** start Data for processing **
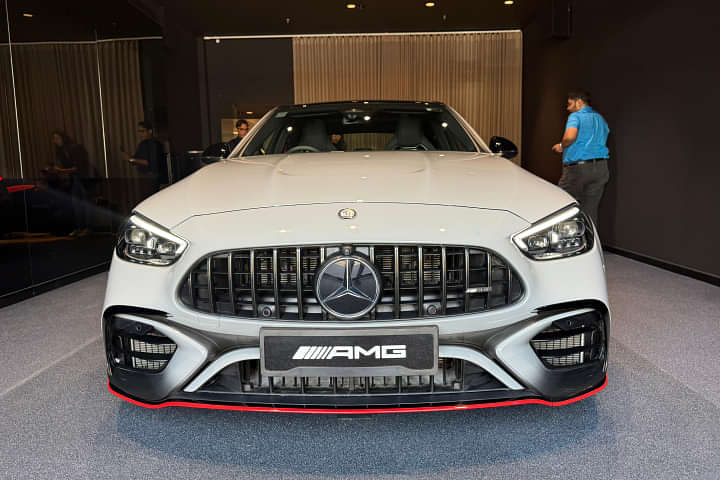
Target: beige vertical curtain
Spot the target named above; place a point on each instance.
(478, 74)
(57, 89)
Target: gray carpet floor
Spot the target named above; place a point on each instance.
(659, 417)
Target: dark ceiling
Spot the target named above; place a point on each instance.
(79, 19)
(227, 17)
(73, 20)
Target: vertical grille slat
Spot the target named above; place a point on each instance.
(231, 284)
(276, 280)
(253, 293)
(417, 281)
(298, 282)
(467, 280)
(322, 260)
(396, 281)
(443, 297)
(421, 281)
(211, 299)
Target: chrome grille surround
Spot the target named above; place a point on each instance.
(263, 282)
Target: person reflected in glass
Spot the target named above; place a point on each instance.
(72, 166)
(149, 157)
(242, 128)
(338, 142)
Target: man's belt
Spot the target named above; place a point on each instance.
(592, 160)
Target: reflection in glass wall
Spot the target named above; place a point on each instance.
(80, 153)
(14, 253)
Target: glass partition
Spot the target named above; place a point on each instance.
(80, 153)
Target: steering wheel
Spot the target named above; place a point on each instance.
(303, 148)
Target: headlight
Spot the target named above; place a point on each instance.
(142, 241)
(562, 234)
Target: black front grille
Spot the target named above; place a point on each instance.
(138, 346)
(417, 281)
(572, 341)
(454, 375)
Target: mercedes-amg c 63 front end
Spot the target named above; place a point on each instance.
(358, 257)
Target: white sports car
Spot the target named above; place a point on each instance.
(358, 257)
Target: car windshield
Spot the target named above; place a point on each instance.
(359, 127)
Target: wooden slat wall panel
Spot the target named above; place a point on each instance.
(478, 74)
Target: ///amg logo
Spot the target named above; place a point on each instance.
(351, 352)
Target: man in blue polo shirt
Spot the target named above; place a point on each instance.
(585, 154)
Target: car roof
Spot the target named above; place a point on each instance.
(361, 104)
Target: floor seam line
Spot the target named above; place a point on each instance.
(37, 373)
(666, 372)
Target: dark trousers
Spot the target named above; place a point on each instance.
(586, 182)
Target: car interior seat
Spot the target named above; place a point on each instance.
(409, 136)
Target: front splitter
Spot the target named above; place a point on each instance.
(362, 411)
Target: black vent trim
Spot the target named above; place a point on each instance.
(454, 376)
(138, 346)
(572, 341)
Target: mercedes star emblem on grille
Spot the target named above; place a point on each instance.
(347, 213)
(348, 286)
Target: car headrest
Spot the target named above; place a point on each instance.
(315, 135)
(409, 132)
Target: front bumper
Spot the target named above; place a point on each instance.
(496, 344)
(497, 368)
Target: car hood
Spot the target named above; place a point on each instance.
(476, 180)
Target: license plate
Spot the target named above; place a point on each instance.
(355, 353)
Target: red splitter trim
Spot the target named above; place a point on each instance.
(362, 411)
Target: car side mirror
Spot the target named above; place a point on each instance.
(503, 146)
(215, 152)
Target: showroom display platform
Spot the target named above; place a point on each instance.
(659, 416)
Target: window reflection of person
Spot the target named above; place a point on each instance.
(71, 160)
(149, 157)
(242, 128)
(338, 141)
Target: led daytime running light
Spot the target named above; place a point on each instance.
** end Data for processing **
** start Data for processing **
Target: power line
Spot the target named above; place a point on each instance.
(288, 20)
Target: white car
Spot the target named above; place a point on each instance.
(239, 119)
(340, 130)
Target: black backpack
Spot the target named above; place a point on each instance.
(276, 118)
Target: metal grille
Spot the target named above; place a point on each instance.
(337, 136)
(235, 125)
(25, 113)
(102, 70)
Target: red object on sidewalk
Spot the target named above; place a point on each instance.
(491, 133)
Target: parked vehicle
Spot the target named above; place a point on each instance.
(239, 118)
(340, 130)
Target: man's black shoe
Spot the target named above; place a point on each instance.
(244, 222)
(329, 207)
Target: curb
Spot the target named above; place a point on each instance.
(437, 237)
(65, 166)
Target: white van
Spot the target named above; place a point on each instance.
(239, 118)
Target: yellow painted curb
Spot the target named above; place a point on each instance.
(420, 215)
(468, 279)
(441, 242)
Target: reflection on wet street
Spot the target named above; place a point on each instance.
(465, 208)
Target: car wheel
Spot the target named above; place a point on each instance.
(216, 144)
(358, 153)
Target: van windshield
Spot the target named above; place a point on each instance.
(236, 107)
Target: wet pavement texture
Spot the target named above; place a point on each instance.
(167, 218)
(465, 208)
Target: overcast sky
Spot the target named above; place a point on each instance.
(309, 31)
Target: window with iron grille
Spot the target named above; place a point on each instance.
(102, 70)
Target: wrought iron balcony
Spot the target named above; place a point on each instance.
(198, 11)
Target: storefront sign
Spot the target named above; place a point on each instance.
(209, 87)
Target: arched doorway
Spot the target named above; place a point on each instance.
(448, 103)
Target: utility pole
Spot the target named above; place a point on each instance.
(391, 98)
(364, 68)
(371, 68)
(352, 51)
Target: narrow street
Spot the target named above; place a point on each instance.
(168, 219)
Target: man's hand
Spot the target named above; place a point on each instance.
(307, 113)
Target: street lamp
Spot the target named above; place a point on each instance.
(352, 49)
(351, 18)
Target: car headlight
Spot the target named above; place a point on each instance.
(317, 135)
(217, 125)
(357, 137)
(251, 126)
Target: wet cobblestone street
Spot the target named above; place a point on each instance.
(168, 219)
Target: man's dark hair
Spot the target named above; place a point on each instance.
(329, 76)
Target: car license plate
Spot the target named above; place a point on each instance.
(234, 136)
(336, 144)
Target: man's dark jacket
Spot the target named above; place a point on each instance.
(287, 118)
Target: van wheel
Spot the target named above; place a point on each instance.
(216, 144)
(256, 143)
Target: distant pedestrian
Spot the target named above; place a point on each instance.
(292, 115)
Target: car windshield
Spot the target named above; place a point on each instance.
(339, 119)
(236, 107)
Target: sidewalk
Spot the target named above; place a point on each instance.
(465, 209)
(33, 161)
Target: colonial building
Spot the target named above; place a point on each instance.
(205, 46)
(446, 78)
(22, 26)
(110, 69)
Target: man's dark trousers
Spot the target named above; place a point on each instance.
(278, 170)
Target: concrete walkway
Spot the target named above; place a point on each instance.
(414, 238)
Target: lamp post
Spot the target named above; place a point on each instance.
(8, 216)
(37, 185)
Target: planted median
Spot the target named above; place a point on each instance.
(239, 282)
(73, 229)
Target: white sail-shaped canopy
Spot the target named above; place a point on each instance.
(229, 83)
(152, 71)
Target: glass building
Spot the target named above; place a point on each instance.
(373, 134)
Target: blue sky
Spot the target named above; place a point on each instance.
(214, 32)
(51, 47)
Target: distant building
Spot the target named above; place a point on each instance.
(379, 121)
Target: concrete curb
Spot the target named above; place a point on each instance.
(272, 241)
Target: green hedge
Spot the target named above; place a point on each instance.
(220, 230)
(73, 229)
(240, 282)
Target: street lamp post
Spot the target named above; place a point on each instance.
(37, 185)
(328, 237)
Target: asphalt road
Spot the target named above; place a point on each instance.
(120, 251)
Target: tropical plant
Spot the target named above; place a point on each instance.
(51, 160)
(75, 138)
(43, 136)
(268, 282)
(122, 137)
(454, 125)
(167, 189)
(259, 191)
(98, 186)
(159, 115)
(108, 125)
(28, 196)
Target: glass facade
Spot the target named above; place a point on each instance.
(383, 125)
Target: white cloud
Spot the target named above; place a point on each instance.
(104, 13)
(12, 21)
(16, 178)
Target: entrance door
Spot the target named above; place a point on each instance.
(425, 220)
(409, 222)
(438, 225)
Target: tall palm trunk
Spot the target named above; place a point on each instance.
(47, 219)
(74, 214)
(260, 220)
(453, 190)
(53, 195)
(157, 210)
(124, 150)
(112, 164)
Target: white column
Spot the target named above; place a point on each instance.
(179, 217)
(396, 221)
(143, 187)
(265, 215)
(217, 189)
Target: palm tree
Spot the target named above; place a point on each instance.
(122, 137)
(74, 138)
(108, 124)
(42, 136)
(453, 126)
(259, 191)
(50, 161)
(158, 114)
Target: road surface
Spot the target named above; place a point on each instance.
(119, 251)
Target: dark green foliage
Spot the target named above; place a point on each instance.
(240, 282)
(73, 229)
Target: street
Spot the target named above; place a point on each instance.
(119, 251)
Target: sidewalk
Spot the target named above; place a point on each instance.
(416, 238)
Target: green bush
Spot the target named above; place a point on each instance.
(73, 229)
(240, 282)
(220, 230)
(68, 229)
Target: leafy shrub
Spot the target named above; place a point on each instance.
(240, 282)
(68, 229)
** end Data for processing **
[Work to do] Locate each line in the records above that contains the word "blue" and copy it. Case counts.

[Worked answer]
Target: man in blue polo shirt
Target: blue sky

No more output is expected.